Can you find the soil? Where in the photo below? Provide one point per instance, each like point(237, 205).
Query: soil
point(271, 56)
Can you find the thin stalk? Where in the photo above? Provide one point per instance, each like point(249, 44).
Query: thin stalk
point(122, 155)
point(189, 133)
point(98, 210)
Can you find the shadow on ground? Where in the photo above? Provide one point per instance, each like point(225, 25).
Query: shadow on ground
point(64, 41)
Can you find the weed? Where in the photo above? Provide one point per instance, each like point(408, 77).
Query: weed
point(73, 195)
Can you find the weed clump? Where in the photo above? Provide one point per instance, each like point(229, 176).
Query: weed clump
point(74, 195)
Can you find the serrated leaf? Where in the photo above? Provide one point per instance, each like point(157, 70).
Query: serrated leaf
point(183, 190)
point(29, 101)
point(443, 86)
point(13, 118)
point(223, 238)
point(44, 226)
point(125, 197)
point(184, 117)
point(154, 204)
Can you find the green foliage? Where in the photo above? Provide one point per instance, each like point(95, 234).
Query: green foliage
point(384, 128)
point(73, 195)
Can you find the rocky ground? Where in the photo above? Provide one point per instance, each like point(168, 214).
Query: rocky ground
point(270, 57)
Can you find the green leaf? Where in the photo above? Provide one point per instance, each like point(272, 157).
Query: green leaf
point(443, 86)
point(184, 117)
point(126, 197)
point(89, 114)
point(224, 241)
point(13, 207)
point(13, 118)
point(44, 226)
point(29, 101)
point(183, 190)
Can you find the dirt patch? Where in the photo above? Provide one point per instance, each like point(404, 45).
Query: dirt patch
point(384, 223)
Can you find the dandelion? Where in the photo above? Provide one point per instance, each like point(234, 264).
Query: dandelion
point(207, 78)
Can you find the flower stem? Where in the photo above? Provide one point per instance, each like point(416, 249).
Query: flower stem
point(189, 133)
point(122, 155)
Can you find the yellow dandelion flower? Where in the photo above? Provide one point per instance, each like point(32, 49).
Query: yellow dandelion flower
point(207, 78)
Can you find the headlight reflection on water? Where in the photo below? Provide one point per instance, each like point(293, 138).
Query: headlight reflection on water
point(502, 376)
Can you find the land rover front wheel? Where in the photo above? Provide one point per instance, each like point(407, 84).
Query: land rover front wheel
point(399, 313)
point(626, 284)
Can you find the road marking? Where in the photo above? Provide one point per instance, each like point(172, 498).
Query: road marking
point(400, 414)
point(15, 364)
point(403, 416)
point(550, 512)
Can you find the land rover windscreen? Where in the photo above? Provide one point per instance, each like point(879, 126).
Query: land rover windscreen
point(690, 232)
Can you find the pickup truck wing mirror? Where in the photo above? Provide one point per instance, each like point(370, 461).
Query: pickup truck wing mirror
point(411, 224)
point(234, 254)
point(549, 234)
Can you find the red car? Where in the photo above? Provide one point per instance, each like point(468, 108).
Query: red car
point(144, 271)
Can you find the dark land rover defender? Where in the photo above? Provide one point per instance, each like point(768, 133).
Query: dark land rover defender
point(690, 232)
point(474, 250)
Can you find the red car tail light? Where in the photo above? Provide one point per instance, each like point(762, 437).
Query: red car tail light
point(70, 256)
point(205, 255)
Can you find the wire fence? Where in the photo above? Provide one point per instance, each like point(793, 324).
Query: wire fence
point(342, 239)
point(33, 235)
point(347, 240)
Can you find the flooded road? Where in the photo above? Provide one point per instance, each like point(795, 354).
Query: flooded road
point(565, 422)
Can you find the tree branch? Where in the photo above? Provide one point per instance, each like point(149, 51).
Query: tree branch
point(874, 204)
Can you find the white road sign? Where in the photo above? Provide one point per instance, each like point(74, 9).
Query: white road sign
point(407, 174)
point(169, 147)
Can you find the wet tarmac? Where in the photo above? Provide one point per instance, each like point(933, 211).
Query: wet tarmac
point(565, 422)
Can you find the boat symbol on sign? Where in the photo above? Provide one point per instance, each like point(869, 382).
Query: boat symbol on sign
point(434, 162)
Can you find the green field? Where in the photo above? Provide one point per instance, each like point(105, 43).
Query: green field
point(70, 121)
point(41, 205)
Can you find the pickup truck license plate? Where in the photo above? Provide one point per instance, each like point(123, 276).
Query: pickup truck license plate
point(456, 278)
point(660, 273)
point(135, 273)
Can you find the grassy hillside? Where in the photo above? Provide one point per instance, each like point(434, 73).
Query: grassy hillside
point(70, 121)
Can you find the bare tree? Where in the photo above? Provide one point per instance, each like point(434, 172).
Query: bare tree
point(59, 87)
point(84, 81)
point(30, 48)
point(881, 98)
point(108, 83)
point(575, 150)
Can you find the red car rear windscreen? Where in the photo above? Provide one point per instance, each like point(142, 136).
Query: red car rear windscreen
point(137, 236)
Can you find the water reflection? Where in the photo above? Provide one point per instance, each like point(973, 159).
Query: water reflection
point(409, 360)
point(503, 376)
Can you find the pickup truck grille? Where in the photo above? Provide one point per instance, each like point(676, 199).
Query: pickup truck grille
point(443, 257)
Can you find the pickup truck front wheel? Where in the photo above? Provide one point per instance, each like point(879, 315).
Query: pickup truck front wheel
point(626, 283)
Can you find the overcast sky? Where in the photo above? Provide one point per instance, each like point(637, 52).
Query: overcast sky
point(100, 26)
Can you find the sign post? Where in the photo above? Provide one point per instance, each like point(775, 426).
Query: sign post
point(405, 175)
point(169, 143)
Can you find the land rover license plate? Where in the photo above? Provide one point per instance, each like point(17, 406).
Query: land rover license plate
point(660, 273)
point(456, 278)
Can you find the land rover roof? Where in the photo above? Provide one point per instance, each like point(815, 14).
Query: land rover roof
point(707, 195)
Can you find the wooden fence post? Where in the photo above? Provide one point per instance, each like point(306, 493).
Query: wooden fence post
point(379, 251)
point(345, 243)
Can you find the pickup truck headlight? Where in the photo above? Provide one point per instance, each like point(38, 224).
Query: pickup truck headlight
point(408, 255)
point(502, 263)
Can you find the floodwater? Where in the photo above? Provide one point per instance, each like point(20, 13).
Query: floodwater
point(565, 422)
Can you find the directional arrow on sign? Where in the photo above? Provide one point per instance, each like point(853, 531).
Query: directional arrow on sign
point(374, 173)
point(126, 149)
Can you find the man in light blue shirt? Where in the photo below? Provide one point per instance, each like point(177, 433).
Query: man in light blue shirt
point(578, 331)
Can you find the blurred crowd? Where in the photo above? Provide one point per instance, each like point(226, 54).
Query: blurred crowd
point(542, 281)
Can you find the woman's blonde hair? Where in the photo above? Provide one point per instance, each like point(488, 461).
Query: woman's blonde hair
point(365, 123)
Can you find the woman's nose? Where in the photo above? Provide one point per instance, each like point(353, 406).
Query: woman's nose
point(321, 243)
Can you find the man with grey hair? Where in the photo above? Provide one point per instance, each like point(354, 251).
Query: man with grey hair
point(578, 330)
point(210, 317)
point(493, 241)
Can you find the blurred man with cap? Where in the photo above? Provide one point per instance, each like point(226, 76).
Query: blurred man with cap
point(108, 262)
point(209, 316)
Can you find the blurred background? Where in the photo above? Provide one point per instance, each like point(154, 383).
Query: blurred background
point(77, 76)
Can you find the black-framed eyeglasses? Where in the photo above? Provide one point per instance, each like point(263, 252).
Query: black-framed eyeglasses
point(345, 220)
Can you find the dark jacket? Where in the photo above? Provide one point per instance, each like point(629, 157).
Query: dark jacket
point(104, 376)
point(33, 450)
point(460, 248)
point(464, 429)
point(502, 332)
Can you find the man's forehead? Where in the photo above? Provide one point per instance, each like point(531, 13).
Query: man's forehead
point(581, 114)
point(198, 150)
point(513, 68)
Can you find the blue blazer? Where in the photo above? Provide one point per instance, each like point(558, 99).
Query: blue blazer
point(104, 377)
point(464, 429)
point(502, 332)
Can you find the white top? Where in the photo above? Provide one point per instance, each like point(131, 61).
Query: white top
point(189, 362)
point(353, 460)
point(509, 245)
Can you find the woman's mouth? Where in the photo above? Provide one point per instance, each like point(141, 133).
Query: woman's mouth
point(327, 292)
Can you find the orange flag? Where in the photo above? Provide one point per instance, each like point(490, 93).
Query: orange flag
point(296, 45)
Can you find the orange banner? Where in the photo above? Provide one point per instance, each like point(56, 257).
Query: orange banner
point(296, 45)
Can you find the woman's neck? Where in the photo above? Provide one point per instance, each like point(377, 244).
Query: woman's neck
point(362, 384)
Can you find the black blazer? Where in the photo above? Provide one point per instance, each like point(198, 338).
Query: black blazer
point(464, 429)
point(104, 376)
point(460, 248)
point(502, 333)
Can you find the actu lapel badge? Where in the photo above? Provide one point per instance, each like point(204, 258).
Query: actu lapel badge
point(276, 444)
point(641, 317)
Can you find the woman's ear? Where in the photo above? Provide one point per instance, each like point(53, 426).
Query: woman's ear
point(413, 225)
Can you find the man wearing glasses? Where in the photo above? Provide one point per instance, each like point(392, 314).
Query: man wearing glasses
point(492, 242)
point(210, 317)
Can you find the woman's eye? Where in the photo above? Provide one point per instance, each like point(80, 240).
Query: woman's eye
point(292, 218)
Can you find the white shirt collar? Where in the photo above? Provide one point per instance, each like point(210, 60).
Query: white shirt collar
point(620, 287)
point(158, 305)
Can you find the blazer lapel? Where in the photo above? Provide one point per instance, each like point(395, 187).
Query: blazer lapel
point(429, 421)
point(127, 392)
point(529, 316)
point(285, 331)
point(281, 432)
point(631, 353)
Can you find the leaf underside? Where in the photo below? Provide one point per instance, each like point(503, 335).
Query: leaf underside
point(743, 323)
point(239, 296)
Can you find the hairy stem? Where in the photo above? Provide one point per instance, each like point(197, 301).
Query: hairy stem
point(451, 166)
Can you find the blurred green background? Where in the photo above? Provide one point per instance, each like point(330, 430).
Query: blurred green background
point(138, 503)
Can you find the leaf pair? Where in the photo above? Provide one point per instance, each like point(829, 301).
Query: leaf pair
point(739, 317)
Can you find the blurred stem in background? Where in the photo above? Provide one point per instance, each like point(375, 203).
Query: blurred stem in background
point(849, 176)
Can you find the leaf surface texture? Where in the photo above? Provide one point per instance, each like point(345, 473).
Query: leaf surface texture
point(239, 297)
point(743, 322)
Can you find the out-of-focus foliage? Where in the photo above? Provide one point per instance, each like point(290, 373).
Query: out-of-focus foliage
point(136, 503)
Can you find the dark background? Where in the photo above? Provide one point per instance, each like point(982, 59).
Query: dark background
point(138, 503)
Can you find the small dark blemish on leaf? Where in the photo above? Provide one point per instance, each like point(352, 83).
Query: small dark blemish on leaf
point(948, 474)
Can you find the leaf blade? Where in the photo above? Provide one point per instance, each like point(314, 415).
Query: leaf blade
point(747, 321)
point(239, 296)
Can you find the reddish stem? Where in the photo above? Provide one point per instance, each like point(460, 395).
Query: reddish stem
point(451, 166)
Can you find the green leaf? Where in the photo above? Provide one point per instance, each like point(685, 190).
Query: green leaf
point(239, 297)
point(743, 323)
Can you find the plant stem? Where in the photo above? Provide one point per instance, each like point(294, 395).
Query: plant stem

- [Required work] Rewrite every line from the line containing "Can you find the woman's ear?" through the line containing "point(158, 305)", both included. Raise each coordinate in the answer points by 46 and leave everything else unchanged.

- [Expected output]
Can you find the woman's ear? Where in the photo above? Provide one point per instance, each like point(53, 426).
Query: woman's ear
point(459, 271)
Can you find the man wearing glasses? Where in the photo above? Provide one point per instance, each like point(392, 314).
Query: man wearing glasses
point(538, 288)
point(256, 363)
Can you find the woman's eye? Where in the photo above? Provide one point per instance, each like point(80, 240).
Query: woman's eye
point(338, 264)
Can you find the white shirt collar? Where in the photo above? Provide one point per instance, each like point(210, 60).
Query: white shirt collar
point(666, 333)
point(204, 351)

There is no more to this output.